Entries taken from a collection

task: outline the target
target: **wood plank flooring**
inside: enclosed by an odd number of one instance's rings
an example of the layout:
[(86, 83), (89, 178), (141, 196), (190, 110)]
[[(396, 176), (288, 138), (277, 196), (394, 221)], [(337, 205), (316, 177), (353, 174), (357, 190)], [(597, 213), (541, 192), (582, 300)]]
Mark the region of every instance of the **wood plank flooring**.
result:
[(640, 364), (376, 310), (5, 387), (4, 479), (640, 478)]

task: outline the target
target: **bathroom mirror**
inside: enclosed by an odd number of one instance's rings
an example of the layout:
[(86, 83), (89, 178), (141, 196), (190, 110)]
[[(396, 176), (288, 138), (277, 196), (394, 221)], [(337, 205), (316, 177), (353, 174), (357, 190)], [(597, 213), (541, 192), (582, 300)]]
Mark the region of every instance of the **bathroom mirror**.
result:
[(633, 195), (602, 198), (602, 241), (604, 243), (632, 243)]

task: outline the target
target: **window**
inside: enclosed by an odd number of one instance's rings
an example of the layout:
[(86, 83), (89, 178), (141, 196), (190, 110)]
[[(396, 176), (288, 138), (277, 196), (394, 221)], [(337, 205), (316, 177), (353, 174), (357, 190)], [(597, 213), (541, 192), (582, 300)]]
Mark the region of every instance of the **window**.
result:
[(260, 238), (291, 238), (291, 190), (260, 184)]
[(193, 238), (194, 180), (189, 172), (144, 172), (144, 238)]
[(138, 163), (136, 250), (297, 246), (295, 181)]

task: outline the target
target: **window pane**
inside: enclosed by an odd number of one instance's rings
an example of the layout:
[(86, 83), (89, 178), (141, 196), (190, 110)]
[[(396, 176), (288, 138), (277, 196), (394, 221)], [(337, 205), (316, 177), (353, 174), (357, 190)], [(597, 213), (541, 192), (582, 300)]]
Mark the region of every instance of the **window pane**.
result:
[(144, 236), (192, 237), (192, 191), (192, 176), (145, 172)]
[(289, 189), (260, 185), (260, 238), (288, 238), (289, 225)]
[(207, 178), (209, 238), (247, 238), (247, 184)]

● **What is expected**: Search the entries for the word "flooring" and show every line that has it.

● **Written solution**:
target: **wood plank flooring**
Mark the region of every instance of the **wood plank flooring**.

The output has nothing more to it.